What the task requires: Rewrite everything from the line containing "target | shadow on sand" down to the end of the data, both ends included, with "biggest" changed to "largest" and nothing else altered.

┌─ Given information

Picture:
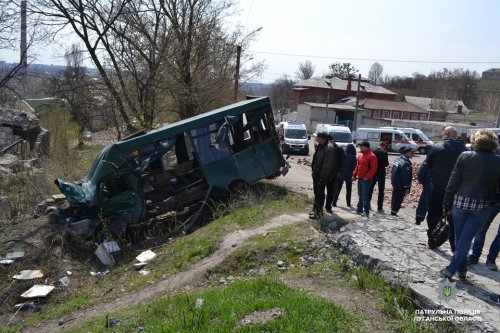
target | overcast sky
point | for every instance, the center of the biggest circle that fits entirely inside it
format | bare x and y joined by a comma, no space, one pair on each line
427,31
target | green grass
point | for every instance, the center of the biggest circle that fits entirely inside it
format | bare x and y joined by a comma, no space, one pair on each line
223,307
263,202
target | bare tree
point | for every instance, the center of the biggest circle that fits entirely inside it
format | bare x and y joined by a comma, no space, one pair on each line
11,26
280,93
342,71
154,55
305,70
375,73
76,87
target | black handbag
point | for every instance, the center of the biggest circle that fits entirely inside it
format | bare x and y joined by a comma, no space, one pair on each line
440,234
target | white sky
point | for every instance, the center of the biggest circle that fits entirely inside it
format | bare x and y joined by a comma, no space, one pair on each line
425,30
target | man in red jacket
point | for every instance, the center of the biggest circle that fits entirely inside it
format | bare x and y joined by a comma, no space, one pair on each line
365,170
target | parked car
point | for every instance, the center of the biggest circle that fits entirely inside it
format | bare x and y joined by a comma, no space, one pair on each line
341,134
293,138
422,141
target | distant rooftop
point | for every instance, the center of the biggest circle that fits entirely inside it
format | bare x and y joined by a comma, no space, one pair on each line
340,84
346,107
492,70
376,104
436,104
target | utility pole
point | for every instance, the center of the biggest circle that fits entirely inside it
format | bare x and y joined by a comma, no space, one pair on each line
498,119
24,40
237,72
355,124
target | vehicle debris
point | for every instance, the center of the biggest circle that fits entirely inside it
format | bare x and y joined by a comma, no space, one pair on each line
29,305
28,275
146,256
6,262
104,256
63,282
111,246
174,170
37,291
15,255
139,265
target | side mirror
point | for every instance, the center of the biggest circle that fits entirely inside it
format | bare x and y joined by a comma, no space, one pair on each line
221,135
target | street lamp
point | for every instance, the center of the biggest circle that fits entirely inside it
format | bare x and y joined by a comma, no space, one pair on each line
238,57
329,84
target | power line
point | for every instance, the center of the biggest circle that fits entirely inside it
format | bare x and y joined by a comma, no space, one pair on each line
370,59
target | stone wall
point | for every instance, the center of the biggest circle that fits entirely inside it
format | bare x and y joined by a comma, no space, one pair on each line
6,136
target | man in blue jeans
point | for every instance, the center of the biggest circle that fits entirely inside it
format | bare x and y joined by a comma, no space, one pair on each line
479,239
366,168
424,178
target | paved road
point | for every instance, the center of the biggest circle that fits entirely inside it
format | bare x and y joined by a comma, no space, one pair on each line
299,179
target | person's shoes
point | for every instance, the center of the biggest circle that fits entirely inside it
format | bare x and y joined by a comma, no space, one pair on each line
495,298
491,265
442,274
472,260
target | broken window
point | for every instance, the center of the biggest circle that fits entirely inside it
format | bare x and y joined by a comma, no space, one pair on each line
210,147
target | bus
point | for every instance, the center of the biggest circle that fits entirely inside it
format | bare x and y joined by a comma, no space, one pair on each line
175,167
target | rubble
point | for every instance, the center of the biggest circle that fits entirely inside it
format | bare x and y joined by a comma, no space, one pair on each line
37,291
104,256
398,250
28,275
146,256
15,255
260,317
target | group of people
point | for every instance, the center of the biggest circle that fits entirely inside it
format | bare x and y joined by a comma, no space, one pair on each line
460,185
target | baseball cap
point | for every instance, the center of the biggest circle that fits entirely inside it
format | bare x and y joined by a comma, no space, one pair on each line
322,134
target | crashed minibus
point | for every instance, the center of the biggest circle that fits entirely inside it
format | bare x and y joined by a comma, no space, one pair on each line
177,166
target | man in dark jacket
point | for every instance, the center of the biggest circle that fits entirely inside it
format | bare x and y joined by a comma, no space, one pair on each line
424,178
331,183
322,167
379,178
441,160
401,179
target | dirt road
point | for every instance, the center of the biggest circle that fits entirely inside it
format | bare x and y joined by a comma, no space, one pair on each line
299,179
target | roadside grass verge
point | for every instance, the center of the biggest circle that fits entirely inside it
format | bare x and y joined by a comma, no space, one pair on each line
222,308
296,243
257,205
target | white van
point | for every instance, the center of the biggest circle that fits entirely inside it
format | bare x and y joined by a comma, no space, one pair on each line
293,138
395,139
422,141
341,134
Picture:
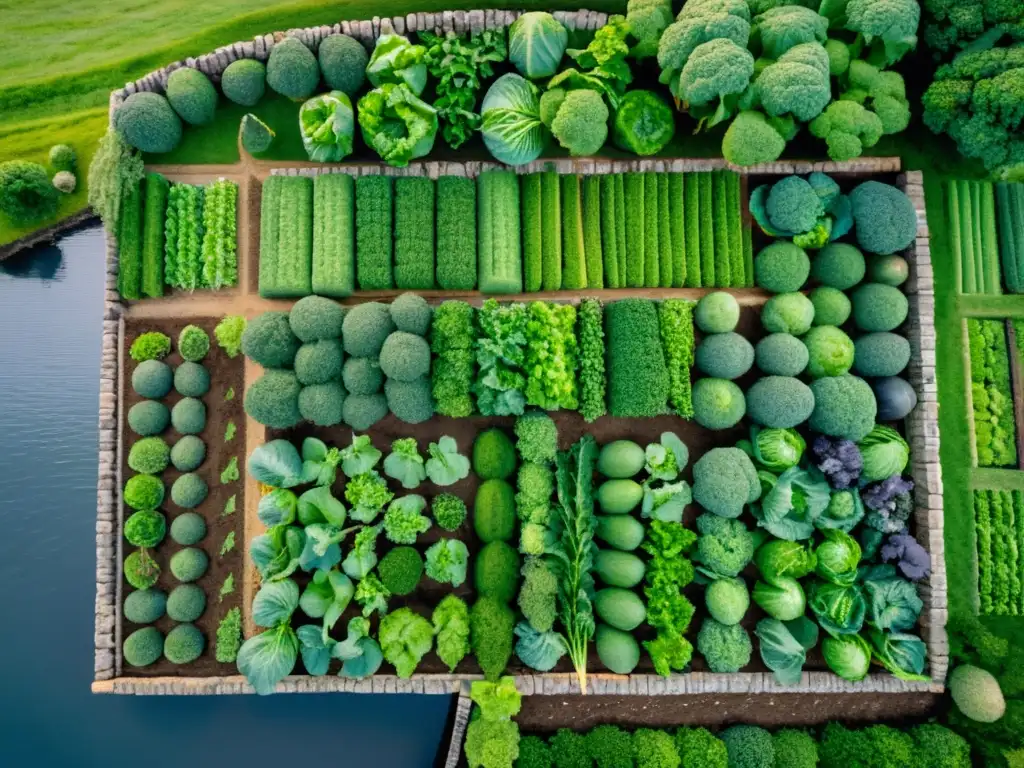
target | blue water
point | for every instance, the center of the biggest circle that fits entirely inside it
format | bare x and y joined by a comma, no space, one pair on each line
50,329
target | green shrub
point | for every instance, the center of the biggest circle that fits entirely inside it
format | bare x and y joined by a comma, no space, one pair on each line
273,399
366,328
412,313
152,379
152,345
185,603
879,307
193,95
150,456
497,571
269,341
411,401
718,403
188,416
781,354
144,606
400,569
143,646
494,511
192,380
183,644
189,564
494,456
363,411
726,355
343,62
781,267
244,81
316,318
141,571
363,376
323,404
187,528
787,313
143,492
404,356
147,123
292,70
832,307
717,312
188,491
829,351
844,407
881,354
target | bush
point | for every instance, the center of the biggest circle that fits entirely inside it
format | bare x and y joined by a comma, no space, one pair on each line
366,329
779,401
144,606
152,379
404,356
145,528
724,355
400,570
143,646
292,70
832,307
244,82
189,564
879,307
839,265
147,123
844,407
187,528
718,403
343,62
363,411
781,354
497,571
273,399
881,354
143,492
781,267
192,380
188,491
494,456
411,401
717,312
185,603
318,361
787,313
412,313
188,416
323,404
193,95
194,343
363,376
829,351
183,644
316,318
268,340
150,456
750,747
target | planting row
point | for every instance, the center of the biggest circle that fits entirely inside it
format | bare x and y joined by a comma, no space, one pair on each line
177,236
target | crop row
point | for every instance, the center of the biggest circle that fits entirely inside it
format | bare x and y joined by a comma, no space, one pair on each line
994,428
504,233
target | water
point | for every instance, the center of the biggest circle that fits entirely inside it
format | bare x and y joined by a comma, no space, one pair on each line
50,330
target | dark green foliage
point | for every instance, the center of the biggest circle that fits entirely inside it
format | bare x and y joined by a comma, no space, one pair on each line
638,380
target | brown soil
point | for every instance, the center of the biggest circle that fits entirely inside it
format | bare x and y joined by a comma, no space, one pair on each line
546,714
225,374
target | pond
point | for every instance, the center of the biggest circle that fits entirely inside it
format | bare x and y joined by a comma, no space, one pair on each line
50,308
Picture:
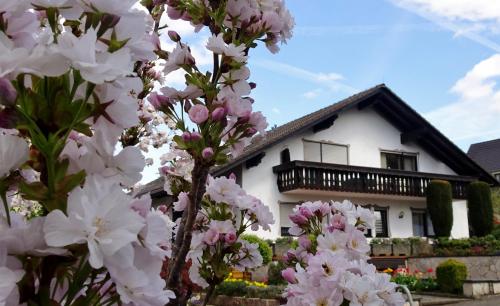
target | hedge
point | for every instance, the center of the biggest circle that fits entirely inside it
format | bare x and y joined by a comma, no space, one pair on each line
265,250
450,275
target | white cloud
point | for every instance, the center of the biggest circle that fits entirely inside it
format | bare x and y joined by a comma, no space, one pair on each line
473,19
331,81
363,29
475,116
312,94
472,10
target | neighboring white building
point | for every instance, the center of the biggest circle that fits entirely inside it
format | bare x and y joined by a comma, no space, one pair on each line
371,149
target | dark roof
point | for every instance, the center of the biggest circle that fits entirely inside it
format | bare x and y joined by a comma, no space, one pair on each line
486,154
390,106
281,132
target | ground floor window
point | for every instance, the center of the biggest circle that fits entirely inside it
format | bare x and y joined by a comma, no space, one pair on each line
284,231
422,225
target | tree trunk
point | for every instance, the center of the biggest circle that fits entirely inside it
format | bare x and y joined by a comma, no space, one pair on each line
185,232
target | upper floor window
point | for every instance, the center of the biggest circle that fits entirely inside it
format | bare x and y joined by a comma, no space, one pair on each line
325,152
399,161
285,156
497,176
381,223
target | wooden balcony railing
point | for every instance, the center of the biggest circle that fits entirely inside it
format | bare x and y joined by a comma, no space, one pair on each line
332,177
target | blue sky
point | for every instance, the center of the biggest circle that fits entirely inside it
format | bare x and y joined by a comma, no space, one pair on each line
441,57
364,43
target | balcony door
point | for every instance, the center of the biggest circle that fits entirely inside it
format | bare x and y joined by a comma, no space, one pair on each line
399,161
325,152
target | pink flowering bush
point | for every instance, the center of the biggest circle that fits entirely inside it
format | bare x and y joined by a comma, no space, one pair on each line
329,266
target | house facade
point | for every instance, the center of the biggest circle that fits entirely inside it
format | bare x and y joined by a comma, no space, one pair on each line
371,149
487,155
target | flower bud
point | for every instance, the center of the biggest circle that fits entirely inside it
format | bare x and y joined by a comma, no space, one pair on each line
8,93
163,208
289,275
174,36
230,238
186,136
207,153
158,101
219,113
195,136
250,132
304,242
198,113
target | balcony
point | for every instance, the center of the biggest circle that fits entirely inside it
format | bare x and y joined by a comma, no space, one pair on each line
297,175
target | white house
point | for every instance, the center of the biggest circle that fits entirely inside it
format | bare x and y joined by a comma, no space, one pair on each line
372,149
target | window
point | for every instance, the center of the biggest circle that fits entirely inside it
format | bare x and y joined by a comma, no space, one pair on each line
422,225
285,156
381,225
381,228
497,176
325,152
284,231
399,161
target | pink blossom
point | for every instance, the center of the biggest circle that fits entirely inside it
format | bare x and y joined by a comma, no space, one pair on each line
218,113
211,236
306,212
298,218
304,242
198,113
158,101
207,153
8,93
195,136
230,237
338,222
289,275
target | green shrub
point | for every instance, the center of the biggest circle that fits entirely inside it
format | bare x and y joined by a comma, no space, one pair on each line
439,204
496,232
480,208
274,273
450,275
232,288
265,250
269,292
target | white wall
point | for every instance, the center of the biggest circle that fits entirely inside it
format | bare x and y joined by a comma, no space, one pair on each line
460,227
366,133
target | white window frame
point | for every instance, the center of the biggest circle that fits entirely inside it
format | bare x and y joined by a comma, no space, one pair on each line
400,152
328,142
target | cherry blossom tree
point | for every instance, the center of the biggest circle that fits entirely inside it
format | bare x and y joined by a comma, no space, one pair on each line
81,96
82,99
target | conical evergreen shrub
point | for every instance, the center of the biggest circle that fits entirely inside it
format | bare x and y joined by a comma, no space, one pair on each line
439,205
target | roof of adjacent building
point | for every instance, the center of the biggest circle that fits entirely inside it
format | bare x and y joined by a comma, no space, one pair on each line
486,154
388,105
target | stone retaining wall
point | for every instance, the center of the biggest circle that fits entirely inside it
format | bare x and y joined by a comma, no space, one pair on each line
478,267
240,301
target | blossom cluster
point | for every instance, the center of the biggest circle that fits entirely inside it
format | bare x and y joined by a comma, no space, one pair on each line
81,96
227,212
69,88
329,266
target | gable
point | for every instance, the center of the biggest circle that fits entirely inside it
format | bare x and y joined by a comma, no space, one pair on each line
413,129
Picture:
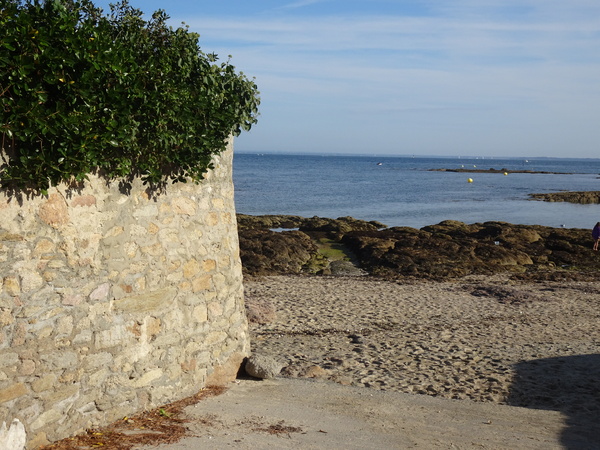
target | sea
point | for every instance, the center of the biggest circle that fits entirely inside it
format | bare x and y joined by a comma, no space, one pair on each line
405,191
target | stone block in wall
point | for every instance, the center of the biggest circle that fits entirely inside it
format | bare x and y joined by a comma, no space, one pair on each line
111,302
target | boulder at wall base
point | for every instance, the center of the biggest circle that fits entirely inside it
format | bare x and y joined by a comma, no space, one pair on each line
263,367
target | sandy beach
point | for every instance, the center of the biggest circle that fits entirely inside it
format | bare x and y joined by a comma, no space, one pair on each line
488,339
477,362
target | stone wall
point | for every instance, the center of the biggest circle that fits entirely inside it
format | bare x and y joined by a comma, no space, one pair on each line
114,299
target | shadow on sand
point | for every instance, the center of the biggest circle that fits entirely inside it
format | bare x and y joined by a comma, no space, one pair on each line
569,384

└─

Final result:
target | shadow on sand
point | for every instance, the center of the largest circle that fits entirely inside it
format | bare x and y joined by a comma, no space, one pair on each line
569,384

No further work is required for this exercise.